=== Goal ===
Everything from the line that contains "buoy in this photo." through the final line of the records should be written out exactly, and nothing outside that span.

=== Records shown ===
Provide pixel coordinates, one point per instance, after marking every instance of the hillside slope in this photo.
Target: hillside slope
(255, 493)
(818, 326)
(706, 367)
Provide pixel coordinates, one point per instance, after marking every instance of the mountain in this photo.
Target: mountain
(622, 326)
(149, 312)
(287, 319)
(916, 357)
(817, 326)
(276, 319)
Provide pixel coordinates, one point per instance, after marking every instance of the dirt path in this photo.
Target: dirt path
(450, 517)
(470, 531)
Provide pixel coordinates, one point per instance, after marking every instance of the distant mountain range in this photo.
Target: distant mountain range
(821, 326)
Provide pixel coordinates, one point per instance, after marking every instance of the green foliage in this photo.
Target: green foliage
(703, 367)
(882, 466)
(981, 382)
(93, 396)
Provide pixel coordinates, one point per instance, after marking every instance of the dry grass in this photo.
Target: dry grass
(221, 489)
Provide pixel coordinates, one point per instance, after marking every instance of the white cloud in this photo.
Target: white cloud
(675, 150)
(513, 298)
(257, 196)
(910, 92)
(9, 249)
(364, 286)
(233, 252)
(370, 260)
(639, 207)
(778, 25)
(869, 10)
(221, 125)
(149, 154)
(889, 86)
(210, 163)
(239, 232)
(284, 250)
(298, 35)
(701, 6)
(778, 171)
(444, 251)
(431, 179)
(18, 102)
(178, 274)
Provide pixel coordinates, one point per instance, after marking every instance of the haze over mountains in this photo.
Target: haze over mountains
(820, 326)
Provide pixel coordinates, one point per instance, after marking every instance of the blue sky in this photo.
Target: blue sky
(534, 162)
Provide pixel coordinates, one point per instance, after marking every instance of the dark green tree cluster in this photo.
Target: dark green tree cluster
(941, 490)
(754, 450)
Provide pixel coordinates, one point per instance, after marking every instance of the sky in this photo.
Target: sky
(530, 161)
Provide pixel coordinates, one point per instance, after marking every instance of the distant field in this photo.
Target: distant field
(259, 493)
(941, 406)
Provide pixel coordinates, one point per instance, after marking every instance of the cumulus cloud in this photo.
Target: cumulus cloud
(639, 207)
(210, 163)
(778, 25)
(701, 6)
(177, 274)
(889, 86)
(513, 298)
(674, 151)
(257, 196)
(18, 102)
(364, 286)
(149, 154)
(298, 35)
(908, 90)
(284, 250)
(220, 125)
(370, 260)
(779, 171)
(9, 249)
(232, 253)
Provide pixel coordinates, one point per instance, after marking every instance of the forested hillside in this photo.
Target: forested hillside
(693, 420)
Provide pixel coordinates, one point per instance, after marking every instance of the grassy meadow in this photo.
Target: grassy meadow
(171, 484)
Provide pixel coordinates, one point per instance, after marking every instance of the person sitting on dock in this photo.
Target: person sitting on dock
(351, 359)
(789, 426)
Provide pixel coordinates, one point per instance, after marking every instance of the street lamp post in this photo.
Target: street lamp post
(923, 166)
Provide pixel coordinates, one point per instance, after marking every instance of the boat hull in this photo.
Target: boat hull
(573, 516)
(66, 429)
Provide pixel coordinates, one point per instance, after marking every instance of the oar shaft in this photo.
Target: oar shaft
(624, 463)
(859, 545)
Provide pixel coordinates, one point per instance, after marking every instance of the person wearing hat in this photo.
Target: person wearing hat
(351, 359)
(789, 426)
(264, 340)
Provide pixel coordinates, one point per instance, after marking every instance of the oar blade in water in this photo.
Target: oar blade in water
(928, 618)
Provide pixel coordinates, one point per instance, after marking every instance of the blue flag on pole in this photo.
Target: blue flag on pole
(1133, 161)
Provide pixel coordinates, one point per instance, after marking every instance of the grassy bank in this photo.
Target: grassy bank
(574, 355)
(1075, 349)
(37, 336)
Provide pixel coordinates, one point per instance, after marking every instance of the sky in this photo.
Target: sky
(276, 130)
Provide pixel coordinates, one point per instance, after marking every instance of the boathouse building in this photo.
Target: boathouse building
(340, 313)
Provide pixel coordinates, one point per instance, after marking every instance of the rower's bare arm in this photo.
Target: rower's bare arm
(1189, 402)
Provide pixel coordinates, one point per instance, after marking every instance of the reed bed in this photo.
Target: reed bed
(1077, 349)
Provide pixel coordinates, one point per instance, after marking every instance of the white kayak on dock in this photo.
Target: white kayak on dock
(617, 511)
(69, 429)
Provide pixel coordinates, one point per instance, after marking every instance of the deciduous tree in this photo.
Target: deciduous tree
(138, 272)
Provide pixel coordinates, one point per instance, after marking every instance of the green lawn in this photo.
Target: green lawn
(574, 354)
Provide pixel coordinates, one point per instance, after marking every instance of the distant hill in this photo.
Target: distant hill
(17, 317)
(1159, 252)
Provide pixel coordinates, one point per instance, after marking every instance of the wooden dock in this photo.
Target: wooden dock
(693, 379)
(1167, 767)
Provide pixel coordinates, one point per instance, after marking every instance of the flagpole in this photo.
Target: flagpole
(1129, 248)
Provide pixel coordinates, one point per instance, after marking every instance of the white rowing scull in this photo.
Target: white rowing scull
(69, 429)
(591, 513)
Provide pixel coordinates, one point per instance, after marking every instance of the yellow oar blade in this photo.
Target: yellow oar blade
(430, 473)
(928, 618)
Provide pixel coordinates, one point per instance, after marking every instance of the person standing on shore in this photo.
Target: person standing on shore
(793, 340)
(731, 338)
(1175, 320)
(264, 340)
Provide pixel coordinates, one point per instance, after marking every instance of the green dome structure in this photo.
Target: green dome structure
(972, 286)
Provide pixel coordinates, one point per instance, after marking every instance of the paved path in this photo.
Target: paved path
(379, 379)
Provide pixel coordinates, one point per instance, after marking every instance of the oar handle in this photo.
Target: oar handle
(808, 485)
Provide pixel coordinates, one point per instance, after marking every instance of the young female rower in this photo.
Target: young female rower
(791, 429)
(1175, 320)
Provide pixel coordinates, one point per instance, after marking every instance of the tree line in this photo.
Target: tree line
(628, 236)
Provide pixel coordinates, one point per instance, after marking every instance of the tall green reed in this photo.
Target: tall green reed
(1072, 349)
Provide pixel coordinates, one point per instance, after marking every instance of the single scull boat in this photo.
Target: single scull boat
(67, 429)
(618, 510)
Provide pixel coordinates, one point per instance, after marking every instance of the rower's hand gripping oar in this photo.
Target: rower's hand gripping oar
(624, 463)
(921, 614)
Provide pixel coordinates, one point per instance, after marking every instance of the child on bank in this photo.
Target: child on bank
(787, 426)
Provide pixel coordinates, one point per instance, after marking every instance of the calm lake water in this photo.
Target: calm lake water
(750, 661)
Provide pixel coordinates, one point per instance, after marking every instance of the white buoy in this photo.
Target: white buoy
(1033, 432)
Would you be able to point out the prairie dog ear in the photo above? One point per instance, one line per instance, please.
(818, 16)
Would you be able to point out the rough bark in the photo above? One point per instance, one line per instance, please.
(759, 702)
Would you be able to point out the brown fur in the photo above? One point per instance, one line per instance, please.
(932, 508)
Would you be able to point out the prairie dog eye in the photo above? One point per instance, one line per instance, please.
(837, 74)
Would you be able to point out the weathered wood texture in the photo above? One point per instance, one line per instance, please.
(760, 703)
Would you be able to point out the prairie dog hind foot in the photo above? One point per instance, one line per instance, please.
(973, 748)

=== Output for this exercise ===
Provide pixel coordinates, one point per instance, after marking every instance of the white buoy in this photo.
Target: white buoy
(1033, 432)
Would you be able to point out the prairie dog ear in the photo above? One point per instance, one line per instance, please.
(818, 16)
Would you be able to point out the rough bark in the photo above? One point per instance, one line per instance, please.
(759, 702)
Would you be able to point out the brown fur in the photo above? One point per instance, one line per instance, please.
(932, 508)
Would you be able to point out the prairie dog eye in the photo above? One point per instance, one line per instance, please.
(837, 74)
Would you be able to point out the weathered wood texture in the photo above? One point per instance, one line per instance, please.
(760, 703)
Would you be able to point out the prairie dog hind foot in the photo above? One point per instance, one line per instance, please.
(973, 748)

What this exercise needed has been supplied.